Task brief
Word for word, repeat the records, leaving every picture behind.

Raw data
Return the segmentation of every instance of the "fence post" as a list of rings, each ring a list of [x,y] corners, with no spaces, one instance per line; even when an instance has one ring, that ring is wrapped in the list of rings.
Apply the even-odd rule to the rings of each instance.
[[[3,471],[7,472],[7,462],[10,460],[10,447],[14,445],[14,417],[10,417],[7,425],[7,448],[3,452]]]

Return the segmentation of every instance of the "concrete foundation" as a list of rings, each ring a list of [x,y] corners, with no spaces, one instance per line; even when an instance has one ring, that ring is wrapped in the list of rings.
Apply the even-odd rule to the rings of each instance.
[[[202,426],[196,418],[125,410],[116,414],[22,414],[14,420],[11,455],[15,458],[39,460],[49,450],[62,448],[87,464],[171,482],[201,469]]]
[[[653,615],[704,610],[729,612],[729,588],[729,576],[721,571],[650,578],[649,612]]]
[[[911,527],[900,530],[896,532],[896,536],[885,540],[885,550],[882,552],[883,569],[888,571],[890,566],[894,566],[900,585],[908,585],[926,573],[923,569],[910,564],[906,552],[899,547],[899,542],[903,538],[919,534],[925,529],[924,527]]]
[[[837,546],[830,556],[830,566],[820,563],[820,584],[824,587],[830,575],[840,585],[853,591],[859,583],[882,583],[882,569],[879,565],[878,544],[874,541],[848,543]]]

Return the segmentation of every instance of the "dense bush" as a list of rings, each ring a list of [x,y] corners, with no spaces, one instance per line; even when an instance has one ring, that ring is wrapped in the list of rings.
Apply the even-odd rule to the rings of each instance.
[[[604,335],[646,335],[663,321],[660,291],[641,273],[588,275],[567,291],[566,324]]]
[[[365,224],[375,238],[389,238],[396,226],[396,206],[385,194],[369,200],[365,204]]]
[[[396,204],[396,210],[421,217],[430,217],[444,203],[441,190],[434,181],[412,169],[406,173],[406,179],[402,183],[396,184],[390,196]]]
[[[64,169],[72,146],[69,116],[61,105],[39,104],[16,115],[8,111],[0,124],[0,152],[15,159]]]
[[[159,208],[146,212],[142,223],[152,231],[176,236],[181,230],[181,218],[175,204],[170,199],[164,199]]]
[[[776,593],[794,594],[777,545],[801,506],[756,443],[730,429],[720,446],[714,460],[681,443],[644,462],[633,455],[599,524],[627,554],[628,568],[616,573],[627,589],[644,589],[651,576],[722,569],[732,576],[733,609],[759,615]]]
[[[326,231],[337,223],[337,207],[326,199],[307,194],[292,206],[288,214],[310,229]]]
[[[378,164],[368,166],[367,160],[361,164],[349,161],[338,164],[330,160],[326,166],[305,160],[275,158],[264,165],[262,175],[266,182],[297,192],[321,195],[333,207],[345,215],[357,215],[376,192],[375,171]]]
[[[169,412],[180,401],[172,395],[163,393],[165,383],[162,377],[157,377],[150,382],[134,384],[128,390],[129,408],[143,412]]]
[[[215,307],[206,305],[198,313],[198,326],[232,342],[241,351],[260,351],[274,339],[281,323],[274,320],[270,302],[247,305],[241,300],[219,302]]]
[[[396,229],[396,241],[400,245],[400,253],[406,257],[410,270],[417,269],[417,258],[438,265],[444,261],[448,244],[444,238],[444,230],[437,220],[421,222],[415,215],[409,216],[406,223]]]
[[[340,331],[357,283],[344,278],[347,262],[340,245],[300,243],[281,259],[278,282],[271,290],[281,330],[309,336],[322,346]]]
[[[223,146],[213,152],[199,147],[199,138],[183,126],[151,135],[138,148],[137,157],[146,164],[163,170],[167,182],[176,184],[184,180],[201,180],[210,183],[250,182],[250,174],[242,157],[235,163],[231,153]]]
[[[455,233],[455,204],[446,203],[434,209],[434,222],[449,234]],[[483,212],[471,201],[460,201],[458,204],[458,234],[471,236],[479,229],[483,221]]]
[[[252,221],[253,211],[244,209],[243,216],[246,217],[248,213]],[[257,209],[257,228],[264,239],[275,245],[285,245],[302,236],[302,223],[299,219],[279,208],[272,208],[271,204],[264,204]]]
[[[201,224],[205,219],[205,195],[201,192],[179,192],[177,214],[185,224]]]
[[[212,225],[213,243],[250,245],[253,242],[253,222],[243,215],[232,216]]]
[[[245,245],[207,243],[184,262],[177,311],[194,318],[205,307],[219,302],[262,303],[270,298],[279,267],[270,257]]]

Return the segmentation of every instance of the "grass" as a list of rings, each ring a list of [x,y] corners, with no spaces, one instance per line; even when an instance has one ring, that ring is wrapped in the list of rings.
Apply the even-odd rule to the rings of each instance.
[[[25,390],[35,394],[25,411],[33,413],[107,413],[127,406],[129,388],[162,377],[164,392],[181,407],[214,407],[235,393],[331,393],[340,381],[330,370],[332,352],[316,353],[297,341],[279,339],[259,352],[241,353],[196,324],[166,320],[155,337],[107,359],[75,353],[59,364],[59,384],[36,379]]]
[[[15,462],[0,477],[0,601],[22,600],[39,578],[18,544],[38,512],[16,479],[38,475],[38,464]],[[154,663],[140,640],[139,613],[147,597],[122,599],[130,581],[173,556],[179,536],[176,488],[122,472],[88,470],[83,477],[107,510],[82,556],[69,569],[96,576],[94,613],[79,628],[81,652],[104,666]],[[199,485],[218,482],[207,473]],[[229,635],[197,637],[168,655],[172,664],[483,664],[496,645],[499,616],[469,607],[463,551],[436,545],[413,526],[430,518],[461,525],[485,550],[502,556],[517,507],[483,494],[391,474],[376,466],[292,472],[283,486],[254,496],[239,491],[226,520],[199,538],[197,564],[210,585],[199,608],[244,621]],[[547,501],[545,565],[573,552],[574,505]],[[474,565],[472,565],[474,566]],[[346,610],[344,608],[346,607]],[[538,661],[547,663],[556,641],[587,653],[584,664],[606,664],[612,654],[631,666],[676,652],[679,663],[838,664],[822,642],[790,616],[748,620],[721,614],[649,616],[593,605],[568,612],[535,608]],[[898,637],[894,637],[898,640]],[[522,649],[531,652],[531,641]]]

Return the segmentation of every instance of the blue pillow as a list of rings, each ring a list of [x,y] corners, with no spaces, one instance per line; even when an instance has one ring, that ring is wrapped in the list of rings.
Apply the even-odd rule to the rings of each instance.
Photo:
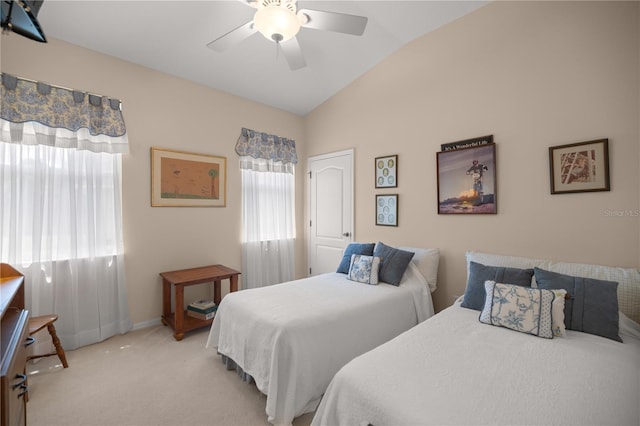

The answer
Return the segmentation of every instance of the "fence post" as a list of rings, each ring a list of [x,y] corners, with no spaces, one instance per line; even when an instance has one ring, that ring is wrapped in the list of rings.
Apply the even-odd rule to the rings of each instance.
[[[3,471],[7,472],[7,462],[10,460],[10,447],[14,445],[14,417],[10,417],[7,425],[7,448],[3,452]]]

Return the segmentation of every instance of the "concrete foundation" as a list of rings, each ring a list of [x,y] corners, with no spaces, one instance per line; even when an instance has one ring, that ring is wrapped in the list of rings.
Apply the even-odd rule to the rings of each instance.
[[[202,426],[196,418],[125,410],[116,414],[22,414],[14,420],[11,455],[15,458],[39,460],[49,450],[62,448],[87,464],[171,482],[201,469]]]
[[[653,615],[704,610],[729,612],[729,588],[729,576],[721,571],[650,578],[649,612]]]
[[[911,527],[900,530],[896,532],[896,536],[885,540],[885,550],[882,552],[883,569],[888,571],[890,566],[894,566],[900,585],[908,585],[926,573],[923,569],[910,564],[906,552],[899,547],[899,542],[903,538],[919,534],[925,529],[924,527]]]
[[[837,546],[830,556],[830,566],[820,563],[820,584],[824,587],[830,575],[840,585],[853,591],[859,583],[882,583],[882,569],[879,565],[878,544],[874,541],[848,543]]]

Return the segmentation of every instance of the "dense bush" as a list of rings, each ring a list of [x,y] corners, with no spaces, one instance per line; even when an instance has one ring, that ring is wrapped in the list of rings.
Apply the even-odd rule to the rings of each instance.
[[[604,335],[646,335],[663,321],[660,291],[641,273],[588,275],[567,291],[566,324]]]
[[[365,224],[375,238],[389,238],[396,226],[396,206],[385,194],[369,200],[365,204]]]
[[[396,204],[396,210],[421,217],[430,217],[444,203],[441,190],[434,181],[412,169],[406,173],[406,179],[402,183],[396,184],[390,196]]]
[[[64,169],[72,146],[69,116],[61,105],[39,104],[16,115],[8,111],[0,124],[0,152],[15,159]]]
[[[159,208],[146,212],[142,223],[152,231],[176,236],[181,230],[181,218],[175,204],[170,199],[164,199]]]
[[[776,593],[794,594],[777,545],[801,506],[756,443],[730,429],[720,446],[714,460],[681,443],[644,462],[633,455],[599,524],[627,554],[628,568],[616,573],[627,589],[644,589],[651,576],[722,569],[732,576],[733,609],[759,615]]]
[[[326,231],[337,223],[337,207],[326,199],[307,194],[292,206],[288,214],[310,229]]]
[[[378,164],[368,166],[367,160],[361,164],[349,161],[338,164],[330,160],[326,166],[305,160],[275,158],[264,165],[262,175],[266,182],[297,192],[321,195],[333,207],[345,215],[357,215],[376,192],[375,171]]]
[[[169,412],[180,401],[172,395],[163,393],[165,383],[162,377],[157,377],[150,382],[134,384],[128,390],[129,408],[143,412]]]
[[[215,307],[206,305],[198,313],[198,326],[232,342],[241,351],[260,351],[274,339],[281,323],[274,320],[270,302],[247,305],[241,300],[219,302]]]
[[[396,229],[396,241],[400,245],[400,253],[406,257],[410,270],[417,269],[417,258],[438,265],[444,261],[448,244],[444,238],[444,230],[437,220],[421,222],[415,215],[409,216],[406,223]]]
[[[340,331],[357,283],[344,278],[347,262],[340,245],[300,243],[281,259],[278,282],[271,290],[281,330],[309,336],[322,346]]]
[[[223,146],[213,152],[199,147],[199,138],[183,126],[151,135],[138,148],[137,157],[146,164],[163,170],[167,182],[176,184],[184,180],[201,180],[210,183],[250,182],[250,174],[242,157],[235,163],[231,153]]]
[[[455,233],[455,204],[446,203],[434,209],[434,222],[449,234]],[[483,212],[471,201],[460,201],[458,204],[458,234],[471,236],[479,229],[483,221]]]
[[[252,221],[253,211],[244,209],[243,216],[246,217],[248,213]],[[257,209],[257,228],[264,239],[275,245],[285,245],[302,236],[302,223],[299,219],[279,208],[272,208],[271,204],[264,204]]]
[[[201,224],[205,219],[205,195],[201,192],[179,192],[177,214],[185,224]]]
[[[212,225],[213,243],[250,245],[253,242],[253,222],[243,215],[232,216]]]
[[[245,245],[207,243],[184,262],[177,311],[194,318],[205,307],[219,302],[262,303],[270,298],[279,267],[270,257]]]

Return the segmentation of every instance of the "grass" as a list of rings, each ring a list of [x,y] corners, with no spaces, one instance per line; even when an instance has one ring, that ring is wrapped in the list of rings.
Apply the even-odd rule to the rings of each instance.
[[[25,390],[35,394],[25,411],[33,413],[107,413],[127,406],[129,388],[162,377],[164,392],[181,407],[214,407],[235,393],[331,393],[340,381],[330,370],[332,352],[316,353],[297,341],[279,339],[259,352],[241,353],[196,324],[166,320],[155,337],[107,359],[75,353],[59,364],[59,384],[36,379]]]
[[[15,462],[0,477],[0,601],[22,600],[39,578],[18,544],[38,512],[16,479],[38,475],[38,464]],[[154,663],[140,640],[139,613],[147,597],[122,599],[130,581],[173,556],[179,536],[176,488],[122,472],[88,470],[83,477],[107,510],[82,556],[69,569],[96,576],[94,613],[79,628],[81,652],[104,666]],[[199,485],[218,482],[207,473]],[[229,635],[197,637],[168,655],[172,664],[483,664],[496,645],[499,616],[469,607],[463,551],[436,545],[413,526],[430,518],[461,525],[485,550],[502,556],[517,507],[483,494],[391,474],[376,466],[292,472],[283,486],[254,496],[239,491],[226,520],[199,538],[197,564],[210,585],[199,608],[244,621]],[[547,501],[545,565],[573,552],[574,505]],[[474,565],[472,565],[474,566]],[[346,610],[344,608],[346,607]],[[538,661],[547,663],[556,641],[587,653],[584,664],[606,664],[612,654],[631,666],[676,652],[679,663],[838,664],[822,642],[790,616],[748,620],[721,614],[649,616],[593,605],[568,612],[535,608]],[[898,637],[894,637],[898,640]],[[522,649],[531,652],[531,641]]]

Return the segmentation of every instance of the blue pillow as a list of rings, each ring a list of [x,y] corners, with no spaces, one instance per line; even when an instance has one ring, that ring is wrapped in the list of rings.
Apply the even-odd rule to the rings of each instance.
Photo:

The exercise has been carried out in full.